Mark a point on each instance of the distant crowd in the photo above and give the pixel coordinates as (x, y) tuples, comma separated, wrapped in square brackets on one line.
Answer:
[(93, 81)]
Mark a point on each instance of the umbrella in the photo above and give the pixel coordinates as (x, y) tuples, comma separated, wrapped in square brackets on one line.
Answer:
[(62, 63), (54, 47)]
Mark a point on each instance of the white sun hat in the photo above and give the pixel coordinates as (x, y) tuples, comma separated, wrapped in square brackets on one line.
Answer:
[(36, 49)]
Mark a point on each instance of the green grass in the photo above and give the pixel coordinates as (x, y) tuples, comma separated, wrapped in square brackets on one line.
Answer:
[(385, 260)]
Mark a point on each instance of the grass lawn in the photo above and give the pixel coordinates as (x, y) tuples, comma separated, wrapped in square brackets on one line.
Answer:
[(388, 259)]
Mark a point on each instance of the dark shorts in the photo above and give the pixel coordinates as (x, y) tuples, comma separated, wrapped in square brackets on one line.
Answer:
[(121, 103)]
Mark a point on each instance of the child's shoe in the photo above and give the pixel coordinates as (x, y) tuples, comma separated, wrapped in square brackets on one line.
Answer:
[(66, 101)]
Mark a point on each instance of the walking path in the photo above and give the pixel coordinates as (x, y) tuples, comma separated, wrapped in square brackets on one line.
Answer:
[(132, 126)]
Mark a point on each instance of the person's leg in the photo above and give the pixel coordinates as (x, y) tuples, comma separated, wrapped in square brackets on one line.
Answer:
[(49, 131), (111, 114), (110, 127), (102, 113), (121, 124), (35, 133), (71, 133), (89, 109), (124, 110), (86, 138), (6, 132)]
※
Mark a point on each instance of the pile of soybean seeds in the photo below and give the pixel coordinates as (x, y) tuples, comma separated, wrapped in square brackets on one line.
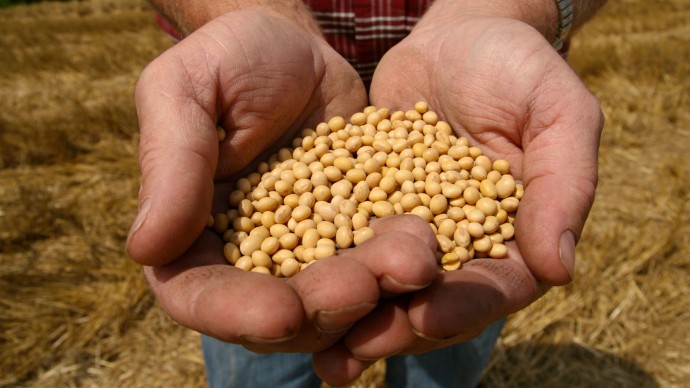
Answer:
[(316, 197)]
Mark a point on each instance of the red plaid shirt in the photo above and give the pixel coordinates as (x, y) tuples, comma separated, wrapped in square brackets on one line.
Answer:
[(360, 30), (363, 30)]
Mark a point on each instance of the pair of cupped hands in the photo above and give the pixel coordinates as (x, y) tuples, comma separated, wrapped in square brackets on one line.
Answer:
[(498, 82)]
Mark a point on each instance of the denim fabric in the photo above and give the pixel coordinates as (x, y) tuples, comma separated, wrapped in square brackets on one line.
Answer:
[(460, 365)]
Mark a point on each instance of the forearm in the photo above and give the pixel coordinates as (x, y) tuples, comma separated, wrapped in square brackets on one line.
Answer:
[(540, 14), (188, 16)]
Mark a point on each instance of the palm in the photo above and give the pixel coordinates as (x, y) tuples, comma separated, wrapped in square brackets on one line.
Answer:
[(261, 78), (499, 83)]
※
Work instructions. How many lines in the entries above hold the string "grass"? Answer with the number and nothing more.

Task result. 2